-- Requirement --
Copy out precisely the line that holds "Locate every instance of the man's hair" and all the lines following it in the data, up to and including the last one, and no others.

----- Data for the task -----

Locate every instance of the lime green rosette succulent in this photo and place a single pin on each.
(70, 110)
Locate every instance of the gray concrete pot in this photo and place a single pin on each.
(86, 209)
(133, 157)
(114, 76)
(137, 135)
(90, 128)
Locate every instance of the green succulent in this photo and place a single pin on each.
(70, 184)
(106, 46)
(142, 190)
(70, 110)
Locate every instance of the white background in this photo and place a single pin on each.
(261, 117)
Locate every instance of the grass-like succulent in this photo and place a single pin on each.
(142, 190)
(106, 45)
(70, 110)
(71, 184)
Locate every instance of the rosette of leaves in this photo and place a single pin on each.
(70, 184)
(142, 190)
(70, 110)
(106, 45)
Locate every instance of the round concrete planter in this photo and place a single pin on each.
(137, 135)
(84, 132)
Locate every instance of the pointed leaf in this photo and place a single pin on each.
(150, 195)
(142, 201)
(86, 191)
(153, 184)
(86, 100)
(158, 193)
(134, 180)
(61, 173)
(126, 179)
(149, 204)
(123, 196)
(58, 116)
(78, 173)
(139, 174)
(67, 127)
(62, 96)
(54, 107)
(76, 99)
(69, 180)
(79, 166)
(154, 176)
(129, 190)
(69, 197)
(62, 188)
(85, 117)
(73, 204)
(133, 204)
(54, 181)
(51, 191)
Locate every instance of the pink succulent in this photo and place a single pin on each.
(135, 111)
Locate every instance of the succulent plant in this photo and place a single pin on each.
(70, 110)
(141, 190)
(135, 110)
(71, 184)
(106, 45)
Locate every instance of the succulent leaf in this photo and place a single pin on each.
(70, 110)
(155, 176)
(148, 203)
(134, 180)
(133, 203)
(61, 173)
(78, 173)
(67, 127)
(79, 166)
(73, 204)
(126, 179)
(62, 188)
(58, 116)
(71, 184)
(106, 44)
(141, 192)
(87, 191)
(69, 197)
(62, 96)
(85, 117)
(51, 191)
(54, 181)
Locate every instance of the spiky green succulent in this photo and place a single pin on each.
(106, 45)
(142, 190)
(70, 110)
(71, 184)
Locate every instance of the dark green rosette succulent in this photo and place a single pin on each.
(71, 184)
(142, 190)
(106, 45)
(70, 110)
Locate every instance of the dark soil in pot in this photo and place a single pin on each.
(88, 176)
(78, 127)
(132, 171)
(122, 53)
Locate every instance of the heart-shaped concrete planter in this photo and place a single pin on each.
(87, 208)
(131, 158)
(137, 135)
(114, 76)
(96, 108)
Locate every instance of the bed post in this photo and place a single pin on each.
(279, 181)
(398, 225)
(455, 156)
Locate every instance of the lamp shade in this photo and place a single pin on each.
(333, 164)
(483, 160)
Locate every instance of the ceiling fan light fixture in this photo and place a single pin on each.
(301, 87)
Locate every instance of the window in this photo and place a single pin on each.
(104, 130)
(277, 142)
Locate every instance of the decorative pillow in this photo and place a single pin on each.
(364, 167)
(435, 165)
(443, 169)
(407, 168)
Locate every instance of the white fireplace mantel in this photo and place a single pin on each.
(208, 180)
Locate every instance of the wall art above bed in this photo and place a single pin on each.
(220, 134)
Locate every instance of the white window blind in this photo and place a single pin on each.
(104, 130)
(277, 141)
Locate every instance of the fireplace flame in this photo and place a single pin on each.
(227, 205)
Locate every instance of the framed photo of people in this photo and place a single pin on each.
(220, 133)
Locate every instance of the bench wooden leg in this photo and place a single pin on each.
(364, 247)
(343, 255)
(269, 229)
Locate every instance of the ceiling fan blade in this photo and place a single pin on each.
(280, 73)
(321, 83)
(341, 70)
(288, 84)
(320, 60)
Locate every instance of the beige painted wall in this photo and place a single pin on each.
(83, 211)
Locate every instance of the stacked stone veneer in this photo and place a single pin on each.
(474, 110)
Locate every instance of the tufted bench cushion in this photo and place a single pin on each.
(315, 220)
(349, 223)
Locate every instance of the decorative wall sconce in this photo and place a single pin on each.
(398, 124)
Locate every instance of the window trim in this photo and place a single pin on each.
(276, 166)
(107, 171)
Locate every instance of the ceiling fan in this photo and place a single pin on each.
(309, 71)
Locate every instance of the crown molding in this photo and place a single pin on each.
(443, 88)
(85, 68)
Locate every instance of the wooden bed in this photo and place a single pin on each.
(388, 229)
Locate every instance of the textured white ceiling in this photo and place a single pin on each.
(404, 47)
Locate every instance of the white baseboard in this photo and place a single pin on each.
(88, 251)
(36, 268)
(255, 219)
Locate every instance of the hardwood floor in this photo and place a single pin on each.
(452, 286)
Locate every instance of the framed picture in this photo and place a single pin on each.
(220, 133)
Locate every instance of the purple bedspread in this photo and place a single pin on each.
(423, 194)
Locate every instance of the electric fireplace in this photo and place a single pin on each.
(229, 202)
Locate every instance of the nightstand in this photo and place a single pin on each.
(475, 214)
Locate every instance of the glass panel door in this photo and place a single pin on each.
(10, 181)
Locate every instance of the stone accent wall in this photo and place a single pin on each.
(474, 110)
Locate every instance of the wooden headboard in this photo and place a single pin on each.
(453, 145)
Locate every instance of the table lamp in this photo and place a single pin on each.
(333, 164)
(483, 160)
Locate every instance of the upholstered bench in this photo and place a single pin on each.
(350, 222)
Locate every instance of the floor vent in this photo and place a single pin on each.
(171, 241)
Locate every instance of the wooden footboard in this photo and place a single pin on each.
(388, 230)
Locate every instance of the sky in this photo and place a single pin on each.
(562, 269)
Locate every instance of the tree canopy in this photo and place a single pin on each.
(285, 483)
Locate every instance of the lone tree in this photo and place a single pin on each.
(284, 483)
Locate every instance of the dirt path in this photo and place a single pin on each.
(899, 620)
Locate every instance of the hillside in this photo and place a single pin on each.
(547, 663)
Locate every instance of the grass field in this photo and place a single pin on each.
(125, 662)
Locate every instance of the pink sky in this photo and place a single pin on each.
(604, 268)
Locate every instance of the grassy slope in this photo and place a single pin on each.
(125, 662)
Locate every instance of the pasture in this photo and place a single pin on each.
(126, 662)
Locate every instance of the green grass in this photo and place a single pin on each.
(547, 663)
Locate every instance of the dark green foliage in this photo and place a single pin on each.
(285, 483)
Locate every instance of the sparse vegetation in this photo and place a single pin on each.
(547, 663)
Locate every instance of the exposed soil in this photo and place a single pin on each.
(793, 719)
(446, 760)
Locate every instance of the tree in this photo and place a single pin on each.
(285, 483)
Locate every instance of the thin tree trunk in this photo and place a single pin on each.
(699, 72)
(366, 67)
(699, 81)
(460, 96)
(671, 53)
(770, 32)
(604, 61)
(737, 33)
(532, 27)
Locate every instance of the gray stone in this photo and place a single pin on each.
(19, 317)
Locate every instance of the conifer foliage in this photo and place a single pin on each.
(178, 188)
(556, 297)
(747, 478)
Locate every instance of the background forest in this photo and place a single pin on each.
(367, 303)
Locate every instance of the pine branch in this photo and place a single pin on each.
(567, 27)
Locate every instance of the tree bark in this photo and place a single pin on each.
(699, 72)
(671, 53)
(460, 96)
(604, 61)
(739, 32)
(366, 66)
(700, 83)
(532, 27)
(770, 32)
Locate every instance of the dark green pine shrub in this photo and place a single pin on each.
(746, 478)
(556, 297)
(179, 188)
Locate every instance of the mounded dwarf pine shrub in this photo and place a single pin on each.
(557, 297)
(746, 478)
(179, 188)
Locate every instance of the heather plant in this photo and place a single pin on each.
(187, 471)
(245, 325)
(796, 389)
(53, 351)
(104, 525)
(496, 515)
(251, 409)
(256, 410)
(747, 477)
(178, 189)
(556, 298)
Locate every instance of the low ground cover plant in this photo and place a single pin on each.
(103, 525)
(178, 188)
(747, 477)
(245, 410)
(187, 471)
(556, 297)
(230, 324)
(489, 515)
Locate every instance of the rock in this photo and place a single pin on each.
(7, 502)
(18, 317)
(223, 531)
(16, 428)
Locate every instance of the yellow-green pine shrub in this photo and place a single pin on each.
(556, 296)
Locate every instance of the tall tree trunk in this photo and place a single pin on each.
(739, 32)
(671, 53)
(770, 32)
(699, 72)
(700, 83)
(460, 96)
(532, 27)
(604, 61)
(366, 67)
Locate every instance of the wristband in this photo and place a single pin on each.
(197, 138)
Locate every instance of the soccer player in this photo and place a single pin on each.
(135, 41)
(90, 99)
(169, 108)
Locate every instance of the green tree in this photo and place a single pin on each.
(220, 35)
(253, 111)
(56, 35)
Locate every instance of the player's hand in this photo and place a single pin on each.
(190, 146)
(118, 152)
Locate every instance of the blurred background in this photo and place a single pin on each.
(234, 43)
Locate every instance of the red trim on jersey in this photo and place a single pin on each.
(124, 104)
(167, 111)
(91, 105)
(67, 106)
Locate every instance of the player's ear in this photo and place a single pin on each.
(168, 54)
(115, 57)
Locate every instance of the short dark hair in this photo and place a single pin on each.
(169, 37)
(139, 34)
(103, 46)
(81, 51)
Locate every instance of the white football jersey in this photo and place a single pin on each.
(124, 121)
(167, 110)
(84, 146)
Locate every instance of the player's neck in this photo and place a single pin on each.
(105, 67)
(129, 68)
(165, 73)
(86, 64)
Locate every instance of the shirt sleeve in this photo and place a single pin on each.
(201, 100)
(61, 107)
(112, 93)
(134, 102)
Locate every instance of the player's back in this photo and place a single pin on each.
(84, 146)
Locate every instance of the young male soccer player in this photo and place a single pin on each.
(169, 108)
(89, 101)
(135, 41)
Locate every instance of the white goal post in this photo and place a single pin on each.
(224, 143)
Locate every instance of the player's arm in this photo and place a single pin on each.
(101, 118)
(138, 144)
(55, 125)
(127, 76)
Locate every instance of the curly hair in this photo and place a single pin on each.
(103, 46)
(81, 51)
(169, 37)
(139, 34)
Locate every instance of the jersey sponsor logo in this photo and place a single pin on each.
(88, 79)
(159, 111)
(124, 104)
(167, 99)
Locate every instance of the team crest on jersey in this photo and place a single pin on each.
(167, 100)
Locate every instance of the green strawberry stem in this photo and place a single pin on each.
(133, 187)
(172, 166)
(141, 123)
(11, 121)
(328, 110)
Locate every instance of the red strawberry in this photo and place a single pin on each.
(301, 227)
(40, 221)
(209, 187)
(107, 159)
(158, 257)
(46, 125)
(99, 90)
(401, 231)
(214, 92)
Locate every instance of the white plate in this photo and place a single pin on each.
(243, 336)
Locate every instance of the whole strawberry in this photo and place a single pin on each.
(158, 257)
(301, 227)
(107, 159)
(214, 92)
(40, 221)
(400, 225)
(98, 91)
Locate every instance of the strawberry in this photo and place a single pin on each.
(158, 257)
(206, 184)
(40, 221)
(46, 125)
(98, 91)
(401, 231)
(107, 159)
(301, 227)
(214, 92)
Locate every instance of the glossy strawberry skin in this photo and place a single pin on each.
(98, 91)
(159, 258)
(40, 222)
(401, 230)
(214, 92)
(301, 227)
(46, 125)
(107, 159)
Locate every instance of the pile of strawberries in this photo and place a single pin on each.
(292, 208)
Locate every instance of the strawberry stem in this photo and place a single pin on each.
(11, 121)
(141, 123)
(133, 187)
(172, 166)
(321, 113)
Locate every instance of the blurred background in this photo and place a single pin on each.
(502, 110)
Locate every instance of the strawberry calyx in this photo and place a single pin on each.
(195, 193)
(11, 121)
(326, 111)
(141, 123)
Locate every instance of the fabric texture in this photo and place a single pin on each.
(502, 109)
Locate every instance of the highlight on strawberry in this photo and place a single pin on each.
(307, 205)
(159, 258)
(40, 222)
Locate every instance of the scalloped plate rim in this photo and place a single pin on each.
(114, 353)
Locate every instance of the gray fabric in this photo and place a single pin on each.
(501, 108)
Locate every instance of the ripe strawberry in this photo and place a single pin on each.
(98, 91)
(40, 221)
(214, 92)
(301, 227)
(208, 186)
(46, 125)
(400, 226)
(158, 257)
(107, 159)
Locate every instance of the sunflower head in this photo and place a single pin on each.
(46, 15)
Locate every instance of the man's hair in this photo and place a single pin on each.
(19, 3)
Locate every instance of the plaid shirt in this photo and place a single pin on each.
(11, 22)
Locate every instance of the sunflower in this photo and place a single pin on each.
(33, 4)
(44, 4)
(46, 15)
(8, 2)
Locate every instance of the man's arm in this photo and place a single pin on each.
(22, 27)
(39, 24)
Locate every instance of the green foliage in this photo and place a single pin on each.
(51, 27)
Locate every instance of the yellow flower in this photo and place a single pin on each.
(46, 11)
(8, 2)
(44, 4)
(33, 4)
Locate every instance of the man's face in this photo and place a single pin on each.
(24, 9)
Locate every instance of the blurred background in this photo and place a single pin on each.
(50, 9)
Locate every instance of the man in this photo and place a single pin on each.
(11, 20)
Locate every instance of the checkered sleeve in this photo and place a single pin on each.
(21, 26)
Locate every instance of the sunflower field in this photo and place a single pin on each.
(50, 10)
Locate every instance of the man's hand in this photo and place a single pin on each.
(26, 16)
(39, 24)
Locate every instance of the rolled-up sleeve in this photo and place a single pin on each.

-----

-- Solved exercise --
Locate every instance of the man's hair in this photo and place a single pin on each.
(19, 3)
Locate every instance of the plaid shirt in this photo and place a single pin on each.
(11, 22)
Locate every instance of the sunflower in this photo and place a single pin on each.
(33, 4)
(44, 4)
(46, 15)
(8, 2)
Locate every instance of the man's arm in this photo and place a single pin on each.
(22, 27)
(39, 24)
Locate every instance of the green foliage in this photo and place a single pin on each.
(51, 27)
Locate every instance of the yellow flower in this photo and place a single pin on each.
(46, 11)
(8, 2)
(44, 4)
(33, 4)
Locate every instance of the man's face in this photo and place a single pin on each.
(24, 9)
Locate every instance of the blurred background in this photo and place a single pin on each.
(50, 9)
Locate every instance of the man in this photo and place a single pin on each.
(11, 20)
Locate every instance of the checkered sleeve in this photo and place a single pin on each.
(21, 26)
Locate every instance of the sunflower field in this photo and place a single pin on each.
(50, 10)
Locate every instance of the man's hand in this photo and place a single pin on each.
(26, 16)
(39, 24)
Locate every instance of the rolled-up sleeve in this photo and place a single pin on each.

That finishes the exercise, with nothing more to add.